▶ Aim: Please rewrite part of the listing, starting at the line containing "every player's leg" and stopping after the line containing "[616,472,742,787]". Change "player's leg" to "athlete's leg" and leave everything else unaltered.

--- Input material ---

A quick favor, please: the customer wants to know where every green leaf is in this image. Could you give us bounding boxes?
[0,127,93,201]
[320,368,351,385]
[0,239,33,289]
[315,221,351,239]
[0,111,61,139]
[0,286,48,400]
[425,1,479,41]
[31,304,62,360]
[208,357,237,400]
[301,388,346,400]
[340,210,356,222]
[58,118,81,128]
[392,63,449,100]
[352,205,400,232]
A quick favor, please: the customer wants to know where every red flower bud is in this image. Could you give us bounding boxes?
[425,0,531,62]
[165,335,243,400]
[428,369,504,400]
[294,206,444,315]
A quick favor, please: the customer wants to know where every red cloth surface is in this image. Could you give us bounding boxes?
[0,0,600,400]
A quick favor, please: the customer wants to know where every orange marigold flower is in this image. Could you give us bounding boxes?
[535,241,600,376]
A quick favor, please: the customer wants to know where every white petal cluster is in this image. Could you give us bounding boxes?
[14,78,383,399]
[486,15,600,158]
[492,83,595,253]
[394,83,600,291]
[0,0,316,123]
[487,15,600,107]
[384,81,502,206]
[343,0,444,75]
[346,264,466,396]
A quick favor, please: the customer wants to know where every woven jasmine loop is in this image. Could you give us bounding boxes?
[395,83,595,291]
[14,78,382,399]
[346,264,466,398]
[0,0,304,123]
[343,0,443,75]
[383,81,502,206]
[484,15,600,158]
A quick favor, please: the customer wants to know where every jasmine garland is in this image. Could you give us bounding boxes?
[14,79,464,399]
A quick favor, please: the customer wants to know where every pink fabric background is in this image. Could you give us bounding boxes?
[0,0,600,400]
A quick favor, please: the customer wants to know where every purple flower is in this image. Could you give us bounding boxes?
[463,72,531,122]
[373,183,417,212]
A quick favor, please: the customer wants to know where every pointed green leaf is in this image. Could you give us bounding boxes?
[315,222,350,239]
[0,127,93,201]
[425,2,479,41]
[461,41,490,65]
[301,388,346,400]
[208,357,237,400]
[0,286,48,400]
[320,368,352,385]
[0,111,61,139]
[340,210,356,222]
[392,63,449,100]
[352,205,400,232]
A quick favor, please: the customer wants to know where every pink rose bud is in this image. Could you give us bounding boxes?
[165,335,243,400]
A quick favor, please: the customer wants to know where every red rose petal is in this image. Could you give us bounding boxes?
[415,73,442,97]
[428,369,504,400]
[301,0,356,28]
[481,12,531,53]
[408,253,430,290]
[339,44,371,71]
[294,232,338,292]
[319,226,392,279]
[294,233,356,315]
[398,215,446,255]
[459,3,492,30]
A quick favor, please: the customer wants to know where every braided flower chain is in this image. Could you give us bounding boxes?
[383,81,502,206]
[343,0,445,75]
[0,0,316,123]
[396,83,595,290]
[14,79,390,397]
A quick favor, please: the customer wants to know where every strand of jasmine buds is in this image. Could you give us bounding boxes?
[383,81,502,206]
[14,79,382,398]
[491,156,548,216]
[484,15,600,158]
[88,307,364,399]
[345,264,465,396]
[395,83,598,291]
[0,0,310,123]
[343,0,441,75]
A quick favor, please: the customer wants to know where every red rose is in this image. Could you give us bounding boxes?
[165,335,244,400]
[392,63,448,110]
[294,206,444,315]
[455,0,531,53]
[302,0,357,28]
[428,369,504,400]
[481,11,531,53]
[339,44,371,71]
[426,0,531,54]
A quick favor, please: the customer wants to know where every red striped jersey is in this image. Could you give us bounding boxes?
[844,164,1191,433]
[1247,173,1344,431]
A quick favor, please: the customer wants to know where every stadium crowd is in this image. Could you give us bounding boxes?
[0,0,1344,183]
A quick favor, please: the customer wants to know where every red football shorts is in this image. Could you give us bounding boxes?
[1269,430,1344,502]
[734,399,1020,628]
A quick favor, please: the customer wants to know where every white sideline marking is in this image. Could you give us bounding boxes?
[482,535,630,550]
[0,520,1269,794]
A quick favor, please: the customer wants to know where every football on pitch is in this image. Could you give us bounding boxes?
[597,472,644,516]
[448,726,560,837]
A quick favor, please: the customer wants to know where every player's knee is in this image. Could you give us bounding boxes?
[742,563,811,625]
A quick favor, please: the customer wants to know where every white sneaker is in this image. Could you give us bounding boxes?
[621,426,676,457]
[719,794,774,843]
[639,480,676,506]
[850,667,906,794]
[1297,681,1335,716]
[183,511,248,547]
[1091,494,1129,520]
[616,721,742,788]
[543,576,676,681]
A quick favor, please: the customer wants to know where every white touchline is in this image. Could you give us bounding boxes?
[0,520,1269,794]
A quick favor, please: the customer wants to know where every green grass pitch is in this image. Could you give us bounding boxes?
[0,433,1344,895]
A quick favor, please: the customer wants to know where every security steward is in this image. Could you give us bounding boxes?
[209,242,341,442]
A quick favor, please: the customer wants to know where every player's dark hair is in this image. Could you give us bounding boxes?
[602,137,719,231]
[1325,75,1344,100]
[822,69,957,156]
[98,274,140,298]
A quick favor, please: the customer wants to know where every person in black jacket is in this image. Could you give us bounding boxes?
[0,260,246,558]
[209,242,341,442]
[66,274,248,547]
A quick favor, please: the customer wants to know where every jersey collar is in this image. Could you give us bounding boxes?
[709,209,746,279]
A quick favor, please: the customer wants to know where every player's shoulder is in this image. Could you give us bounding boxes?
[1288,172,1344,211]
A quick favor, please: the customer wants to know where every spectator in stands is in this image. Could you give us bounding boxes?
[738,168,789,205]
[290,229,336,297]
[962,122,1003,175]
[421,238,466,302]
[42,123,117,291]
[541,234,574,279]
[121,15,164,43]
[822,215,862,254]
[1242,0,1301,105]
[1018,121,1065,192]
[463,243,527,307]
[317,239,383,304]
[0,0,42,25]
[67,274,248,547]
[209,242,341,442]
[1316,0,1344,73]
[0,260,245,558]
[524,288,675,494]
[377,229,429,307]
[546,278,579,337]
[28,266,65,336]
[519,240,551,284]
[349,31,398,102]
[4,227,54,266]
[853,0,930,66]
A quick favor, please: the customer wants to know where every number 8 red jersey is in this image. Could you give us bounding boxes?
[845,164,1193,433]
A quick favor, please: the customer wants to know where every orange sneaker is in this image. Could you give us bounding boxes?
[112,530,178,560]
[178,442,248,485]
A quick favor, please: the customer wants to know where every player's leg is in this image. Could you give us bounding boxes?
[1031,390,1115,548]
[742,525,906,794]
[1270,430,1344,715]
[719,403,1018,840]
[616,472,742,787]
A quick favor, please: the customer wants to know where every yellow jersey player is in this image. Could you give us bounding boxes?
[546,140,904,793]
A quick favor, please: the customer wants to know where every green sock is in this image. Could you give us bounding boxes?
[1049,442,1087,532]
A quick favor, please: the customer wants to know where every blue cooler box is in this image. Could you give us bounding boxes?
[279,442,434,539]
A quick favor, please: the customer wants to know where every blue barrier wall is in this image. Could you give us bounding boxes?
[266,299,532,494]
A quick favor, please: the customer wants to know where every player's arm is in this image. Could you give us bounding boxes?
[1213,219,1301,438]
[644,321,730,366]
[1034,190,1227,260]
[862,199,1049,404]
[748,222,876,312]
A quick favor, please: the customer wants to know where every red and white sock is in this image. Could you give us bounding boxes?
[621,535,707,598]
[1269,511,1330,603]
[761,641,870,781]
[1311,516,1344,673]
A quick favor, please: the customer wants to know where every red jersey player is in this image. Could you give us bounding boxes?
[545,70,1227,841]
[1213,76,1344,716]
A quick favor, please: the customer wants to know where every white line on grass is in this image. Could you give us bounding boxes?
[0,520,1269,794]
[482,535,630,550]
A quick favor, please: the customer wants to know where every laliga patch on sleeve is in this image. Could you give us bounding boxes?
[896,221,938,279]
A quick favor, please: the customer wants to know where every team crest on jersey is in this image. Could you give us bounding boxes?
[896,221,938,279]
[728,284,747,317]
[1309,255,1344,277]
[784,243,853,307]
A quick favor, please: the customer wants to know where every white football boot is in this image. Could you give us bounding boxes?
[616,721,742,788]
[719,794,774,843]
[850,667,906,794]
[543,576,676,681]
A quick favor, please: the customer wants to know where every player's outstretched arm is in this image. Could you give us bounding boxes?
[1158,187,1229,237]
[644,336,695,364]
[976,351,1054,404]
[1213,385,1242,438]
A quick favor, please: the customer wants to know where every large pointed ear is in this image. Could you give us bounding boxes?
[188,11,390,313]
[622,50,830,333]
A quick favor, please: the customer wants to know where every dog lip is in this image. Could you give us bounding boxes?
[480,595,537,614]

---

▶ Answer below:
A quick favor, please: the customer wants to know where every athlete's leg is in this image. Could you give us bounding boxes?
[1031,390,1115,548]
[742,525,906,794]
[1270,430,1344,715]
[719,403,1018,840]
[616,472,742,787]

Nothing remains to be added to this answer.